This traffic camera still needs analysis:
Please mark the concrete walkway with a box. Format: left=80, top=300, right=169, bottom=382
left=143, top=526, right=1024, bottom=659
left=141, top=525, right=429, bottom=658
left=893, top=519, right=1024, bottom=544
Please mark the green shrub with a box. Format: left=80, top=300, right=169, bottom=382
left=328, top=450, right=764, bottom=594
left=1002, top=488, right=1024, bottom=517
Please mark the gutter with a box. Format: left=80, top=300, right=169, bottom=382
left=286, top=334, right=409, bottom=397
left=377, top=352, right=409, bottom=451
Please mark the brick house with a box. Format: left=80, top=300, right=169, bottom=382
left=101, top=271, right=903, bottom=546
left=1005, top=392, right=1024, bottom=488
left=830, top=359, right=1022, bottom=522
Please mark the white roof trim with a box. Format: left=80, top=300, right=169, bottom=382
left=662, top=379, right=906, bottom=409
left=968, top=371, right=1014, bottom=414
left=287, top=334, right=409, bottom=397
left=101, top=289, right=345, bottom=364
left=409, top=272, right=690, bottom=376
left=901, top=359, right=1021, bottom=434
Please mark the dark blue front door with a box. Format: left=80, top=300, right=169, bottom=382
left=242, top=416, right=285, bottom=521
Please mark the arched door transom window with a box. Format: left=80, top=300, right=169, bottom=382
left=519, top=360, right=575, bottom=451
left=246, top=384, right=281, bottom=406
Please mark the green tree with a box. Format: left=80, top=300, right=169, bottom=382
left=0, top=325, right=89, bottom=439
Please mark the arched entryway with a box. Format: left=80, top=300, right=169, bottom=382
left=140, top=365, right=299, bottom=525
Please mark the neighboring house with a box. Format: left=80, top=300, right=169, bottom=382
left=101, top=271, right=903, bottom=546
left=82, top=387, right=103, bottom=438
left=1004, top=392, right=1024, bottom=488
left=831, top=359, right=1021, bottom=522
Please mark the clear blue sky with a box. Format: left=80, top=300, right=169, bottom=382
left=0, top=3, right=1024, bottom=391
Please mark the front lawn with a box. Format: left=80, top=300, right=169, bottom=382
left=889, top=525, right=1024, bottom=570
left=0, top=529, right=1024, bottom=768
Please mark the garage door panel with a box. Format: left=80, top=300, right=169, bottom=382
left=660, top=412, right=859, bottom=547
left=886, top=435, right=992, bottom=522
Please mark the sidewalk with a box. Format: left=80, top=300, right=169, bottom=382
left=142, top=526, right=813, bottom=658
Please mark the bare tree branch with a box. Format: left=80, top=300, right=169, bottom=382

● **What to work on**: Copy all of the items above, putting "with a rectangle" in place of every "with a box" and leaving everything else unchanged.

● **Finished answer**:
This traffic camera still needs analysis:
Please mark the concrete walkway with a rectangle. Format: left=80, top=300, right=169, bottom=382
left=143, top=526, right=1024, bottom=659
left=141, top=525, right=429, bottom=658
left=893, top=519, right=1024, bottom=544
Please mark the green shrub with a rectangle. Format: left=80, top=300, right=169, bottom=382
left=328, top=450, right=764, bottom=594
left=1002, top=488, right=1024, bottom=517
Please mark the gutter with a rectangle. Format: left=80, top=300, right=169, bottom=382
left=286, top=334, right=409, bottom=397
left=377, top=352, right=409, bottom=451
Please mark the brick house with a rectangle. Format: left=80, top=300, right=169, bottom=382
left=101, top=271, right=903, bottom=546
left=1005, top=392, right=1024, bottom=488
left=830, top=359, right=1022, bottom=522
Please mark the white roof trim with a rectangle. Format: left=80, top=300, right=169, bottom=382
left=662, top=379, right=906, bottom=409
left=968, top=371, right=1014, bottom=414
left=287, top=334, right=409, bottom=397
left=101, top=289, right=345, bottom=364
left=409, top=272, right=690, bottom=376
left=901, top=359, right=1021, bottom=434
Please mark the dark blue front door with a rectangle. Format: left=80, top=300, right=169, bottom=382
left=242, top=416, right=285, bottom=521
Please mark the arched door transom window with a rectangle. Format: left=80, top=300, right=169, bottom=382
left=519, top=360, right=575, bottom=451
left=246, top=384, right=281, bottom=406
Please mark the green tree with a rectangle. Format: left=80, top=300, right=169, bottom=382
left=0, top=325, right=89, bottom=439
Please mark the arched entryway with a rectangle. Format: left=80, top=300, right=169, bottom=382
left=140, top=365, right=299, bottom=525
Please mark the neighboring house with a rectangle. Format: left=80, top=300, right=169, bottom=382
left=101, top=271, right=903, bottom=546
left=82, top=387, right=103, bottom=438
left=1004, top=392, right=1024, bottom=488
left=831, top=359, right=1021, bottom=522
Please mark the clear blue sky with a rectangle. Format: left=80, top=300, right=169, bottom=382
left=0, top=3, right=1024, bottom=391
Please mark the front lawn with a rectangle. Format: left=80, top=300, right=169, bottom=382
left=889, top=525, right=1024, bottom=570
left=0, top=529, right=1024, bottom=768
Please mark the garage door panel with a rectangle. Format: left=80, top=300, right=169, bottom=382
left=660, top=412, right=859, bottom=547
left=886, top=435, right=992, bottom=522
Please mark the sidewalk with a rectangle. Format: left=80, top=300, right=169, bottom=382
left=142, top=526, right=813, bottom=658
Please mark the bare tree branch with a rectangle. Format: left=80, top=300, right=169, bottom=382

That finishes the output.